Information About OSPFv3 Authentication Support with IPsec
The following sections provide information about OSPFv3 authentication support with IPsec and OSPFv3 virtual links.
Overview of OSPFv3 Authentication Support with IPsec
In order to ensure that OSPFv3 packets are not altered and resent to the device, causing the device to behave in a way not desired by its system administrators, OSPFv3 packets must be authenticated. OSPFv3 uses the IPsec secure socket to add authentication to OSPFv3 packets.
OSPFv3 requires the use of IPsec to enable authentication. Crypto images are required to use authentication because only crypto images include the IPsec needed for use with OSPFv3.
In OSPFv3, authentication fields have been removed from OSPFv3 packet headers. When OSPFv3 runs on IPv6, OSPFv3 requires the IPv6 authentication header or IPv6 Encapsulating Security Payload (ESP) header to ensure integrity, authentication, and confidentiality of routing exchanges. IPv6 authentication header and ESP extension headers can be used to provide authentication and confidentiality to OSPFv3.
To use the IPsec authentication header, you must enable the ipv6 ospf authentication command. To use the IPsec ESP header, you must enable the ipv6 ospf encryption command. The ESP header can be applied alone or along with the authentication header, and when ESP is used, both encryption and authentication are provided. Security services can be provided between a pair of communicating hosts, between a pair of communicating security gateways, or between a security gateway and a host.

-*-

AIM 1: Decide whether each statement agrees with the text on OSPFv3 authentication, answering yes or no and quoting the words that settle it: (a) OSPFv3 packet headers contain authentication fields; (b) the ESP header can be used without the authentication header; (c) crypto images are needed to use authentication.
AIM 2: Resume the text on OSPFv3 authentication with IPsec, picking up after its last sentence.
The items that follow have no connection to the text on OSPFv3 authentication.

DATA EXTRACT:
-*-

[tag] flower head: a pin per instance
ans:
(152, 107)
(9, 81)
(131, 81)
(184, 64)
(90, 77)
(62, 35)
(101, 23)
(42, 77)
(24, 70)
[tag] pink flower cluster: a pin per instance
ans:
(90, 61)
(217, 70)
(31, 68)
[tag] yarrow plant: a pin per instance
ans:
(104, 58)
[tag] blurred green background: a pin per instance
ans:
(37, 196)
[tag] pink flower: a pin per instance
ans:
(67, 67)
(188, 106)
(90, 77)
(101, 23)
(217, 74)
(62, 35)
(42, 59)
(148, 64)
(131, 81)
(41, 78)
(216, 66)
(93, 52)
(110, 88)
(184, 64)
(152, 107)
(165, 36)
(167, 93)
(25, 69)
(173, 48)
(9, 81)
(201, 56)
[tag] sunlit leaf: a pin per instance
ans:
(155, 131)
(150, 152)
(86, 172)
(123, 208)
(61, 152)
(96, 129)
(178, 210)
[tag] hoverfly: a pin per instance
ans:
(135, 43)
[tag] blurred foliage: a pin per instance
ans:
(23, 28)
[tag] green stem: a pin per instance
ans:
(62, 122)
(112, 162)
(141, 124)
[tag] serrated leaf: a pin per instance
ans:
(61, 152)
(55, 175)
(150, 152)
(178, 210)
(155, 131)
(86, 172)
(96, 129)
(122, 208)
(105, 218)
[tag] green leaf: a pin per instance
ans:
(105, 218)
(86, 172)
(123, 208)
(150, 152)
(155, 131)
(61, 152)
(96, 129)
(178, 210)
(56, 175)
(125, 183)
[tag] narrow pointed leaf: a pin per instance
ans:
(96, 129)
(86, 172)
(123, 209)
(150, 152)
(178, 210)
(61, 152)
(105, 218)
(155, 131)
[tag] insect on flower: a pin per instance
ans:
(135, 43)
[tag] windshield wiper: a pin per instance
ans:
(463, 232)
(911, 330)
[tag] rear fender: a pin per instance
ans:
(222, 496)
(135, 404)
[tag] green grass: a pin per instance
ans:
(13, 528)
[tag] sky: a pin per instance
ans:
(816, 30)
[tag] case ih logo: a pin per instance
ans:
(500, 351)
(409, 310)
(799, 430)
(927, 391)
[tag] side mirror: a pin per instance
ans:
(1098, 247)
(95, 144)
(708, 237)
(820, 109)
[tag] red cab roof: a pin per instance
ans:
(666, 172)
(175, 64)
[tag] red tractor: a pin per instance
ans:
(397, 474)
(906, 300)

-*-

OUTPUT 1:
(a) No: "authentication fields have been removed from OSPFv3 packet headers"
(b) Yes: "The ESP header can be applied alone or along with the authentication header"
(c) Yes: "Crypto images are required to use authentication"

OUTPUT 2:
To configure IPsec, you should configure a security policy, which is a combination of the security policy index (SPI) and the key (the key is used to create and validate the hash value). IPsec for OSPFv3 can be configured on an interface or on an OSPFv3 area. For higher security, you should configure a different policy on each interface that is configured with IPsec. If you configure IPsec for an OSPFv3 area, the policy is applied to all the interfaces in that area, except for the interfaces that have IPsec configured directly. After IPsec is configured for OSPFv3, IPsec is invisible to you.
The IPsecure socket is used by applications to secure traffic by allowing the application to open, listen, and close secure sockets. The binding between the application and the secure socket layer also allows the secure socket layer to inform the application of changes to the socket, such as connection open and close events. The IPsecure socket is able to identify the socket, that is, it can identify the local and remote addresses, masks, ports, and protocol that carry the traffic requiring security.
Each interface has a secure socket state, which can be one of the following:
NULL: Do not create a secure socket for the interface if authentication is configured for the area.
DOWN: IPsec has been configured for the interface (or the area that contains the interface), but OSPFv3 has either not requested IPsec to create a secure socket for this interface, or there is an error condition.
OSPFv3 does not send or accept packets while in the DOWN state.
GOING UP: OSPFv3 has requested a secure socket from IPsec and is waiting for a CRYPTO_SS_SOCKET_UP message from IPsec.
UP: OSPFv3 has received a CRYPTO_SS_SOCKET_UP message from IPsec.
CLOSING: The secure socket for the interface has been closed. A new socket can be opened for the interface, in which case, the current secure socket makes the transition to the DOWN state. Otherwise, the interface becomes UNCONFIGURED.
UNCONFIGURED: Authentication is not configured on the interface.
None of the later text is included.